● **AIM OF THE TASK**
Print exactly, and only, the lines running from the line containing "Expected: one point per instance of the grassy" through the end of the records below.

### MATERIAL ###

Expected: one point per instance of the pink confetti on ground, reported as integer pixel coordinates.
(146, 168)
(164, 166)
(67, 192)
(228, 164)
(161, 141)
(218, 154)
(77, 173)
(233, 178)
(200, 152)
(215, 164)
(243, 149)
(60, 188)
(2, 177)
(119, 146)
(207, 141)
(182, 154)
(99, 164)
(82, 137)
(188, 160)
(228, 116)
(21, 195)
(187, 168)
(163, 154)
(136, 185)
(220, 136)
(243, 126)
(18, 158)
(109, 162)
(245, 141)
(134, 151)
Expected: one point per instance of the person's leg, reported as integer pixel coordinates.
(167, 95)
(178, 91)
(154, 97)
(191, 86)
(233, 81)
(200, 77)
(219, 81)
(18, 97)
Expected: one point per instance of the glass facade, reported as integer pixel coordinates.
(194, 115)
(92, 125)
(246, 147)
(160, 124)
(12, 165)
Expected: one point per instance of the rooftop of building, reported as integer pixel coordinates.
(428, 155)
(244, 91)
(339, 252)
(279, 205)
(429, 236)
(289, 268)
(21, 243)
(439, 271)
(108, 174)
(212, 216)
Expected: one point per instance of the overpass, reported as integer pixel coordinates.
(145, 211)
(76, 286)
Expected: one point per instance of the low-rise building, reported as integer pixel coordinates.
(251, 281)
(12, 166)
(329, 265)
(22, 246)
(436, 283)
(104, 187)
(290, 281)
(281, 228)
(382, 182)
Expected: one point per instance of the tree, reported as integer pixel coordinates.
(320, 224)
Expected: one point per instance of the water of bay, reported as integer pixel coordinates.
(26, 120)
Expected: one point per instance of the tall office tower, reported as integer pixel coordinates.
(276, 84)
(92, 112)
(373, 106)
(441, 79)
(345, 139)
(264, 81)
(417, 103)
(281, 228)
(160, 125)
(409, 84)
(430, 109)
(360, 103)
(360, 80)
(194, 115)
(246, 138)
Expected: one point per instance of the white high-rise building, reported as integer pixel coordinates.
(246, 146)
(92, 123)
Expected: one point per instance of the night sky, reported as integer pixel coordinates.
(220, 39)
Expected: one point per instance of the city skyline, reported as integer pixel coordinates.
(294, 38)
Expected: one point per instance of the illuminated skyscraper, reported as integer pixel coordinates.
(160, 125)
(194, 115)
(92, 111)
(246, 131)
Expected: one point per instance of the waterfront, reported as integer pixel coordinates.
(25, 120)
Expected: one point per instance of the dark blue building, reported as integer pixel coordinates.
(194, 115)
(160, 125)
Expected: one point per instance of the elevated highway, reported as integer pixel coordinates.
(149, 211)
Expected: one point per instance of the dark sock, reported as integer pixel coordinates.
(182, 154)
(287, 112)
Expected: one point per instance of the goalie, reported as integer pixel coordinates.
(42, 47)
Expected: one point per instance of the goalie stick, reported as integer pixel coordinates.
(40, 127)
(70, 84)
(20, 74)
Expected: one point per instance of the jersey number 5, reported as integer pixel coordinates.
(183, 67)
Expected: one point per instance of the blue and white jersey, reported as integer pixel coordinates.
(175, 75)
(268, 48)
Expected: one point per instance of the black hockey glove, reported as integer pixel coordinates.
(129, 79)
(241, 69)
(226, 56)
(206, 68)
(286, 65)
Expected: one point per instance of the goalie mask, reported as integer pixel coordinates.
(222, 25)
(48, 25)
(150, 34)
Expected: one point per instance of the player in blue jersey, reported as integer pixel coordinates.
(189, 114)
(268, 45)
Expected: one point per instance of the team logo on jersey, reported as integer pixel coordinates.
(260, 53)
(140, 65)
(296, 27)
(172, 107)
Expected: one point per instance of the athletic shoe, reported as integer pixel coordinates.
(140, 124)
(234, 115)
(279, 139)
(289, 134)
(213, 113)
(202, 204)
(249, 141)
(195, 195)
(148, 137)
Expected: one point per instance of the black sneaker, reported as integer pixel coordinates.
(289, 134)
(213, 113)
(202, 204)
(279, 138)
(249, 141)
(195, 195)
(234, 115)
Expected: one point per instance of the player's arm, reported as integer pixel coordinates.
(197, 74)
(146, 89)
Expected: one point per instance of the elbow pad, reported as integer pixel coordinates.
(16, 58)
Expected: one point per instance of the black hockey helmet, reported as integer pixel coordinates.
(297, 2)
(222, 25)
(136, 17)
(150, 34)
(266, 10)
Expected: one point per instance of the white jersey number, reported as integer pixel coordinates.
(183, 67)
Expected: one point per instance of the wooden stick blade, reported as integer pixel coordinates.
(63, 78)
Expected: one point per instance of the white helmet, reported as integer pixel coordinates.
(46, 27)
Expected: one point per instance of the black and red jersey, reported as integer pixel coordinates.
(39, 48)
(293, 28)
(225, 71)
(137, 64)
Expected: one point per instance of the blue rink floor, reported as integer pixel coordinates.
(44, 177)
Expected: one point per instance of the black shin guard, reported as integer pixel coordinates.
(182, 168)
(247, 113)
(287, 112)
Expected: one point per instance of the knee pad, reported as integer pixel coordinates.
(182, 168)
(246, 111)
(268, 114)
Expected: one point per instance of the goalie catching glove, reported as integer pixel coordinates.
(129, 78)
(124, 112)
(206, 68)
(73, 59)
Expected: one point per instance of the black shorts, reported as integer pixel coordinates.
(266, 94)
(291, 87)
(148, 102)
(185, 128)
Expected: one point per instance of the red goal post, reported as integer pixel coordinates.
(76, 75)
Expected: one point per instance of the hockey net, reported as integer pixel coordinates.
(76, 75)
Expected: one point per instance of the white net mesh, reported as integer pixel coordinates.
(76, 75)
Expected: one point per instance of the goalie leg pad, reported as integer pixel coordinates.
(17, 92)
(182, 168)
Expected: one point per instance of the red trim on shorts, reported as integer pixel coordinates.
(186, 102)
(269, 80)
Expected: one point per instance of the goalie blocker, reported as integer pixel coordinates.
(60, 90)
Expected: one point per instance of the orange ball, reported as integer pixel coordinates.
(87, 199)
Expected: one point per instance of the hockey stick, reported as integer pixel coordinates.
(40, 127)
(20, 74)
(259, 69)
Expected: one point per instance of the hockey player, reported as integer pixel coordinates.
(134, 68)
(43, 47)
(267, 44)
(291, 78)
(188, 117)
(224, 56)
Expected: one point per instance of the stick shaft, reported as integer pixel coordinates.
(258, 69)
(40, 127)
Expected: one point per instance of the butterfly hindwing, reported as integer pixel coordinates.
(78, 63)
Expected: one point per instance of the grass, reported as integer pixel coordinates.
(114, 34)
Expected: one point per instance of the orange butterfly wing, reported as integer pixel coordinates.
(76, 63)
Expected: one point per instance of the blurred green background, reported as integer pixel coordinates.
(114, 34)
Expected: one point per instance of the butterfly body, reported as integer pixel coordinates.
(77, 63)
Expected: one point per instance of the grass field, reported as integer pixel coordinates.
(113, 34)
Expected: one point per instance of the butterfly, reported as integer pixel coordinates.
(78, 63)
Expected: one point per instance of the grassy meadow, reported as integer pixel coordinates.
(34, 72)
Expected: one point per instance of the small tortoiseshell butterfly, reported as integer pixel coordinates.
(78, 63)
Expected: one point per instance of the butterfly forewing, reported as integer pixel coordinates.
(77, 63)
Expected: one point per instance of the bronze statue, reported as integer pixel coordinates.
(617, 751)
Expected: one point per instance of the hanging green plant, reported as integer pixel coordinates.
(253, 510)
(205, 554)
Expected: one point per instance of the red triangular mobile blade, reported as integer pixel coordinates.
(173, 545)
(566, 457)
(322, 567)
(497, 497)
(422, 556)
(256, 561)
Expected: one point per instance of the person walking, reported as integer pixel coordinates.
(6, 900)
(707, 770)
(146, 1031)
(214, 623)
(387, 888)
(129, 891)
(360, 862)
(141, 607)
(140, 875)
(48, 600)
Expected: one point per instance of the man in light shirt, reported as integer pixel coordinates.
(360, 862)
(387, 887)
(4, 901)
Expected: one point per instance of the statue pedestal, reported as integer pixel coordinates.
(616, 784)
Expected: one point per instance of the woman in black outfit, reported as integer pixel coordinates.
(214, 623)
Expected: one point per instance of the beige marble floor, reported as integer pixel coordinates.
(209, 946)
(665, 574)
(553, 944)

###

● **SOLUTION TO THIS PROBLEM**
Expected: one point per instance of the grassy meadow, reported as integer pixel coordinates.
(34, 72)
Expected: one point per instance of the small tortoiseshell butterfly, reported as integer pixel coordinates.
(78, 63)
Expected: one point per instance of the butterfly forewing, reported as integer pixel coordinates.
(77, 63)
Expected: one point per instance of the bronze statue, reported as integer pixel coordinates.
(617, 751)
Expected: one point per instance of the hanging green plant, reported as integer pixel coordinates.
(253, 510)
(205, 554)
Expected: one point per instance of the red triangular mobile blade, reported as integer pixel coordinates.
(173, 545)
(566, 457)
(322, 567)
(497, 497)
(422, 556)
(256, 561)
Expected: one point per instance of the person walking, reported as integer pixel coordinates.
(6, 900)
(707, 770)
(146, 1031)
(214, 623)
(387, 888)
(129, 891)
(360, 862)
(141, 607)
(140, 875)
(48, 600)
Expected: one point per instance of the man in light shirt, reported as integer pixel coordinates.
(360, 862)
(387, 887)
(4, 901)
Expected: one point per instance of the statue pedestal, reported as integer pixel coordinates.
(616, 784)
Expected: one point per instance of the woman in black outfit, reported as integer pixel coordinates.
(214, 623)
Expected: one point per instance of the beige marble floor, reported as integer pixel coordinates.
(209, 946)
(665, 574)
(553, 944)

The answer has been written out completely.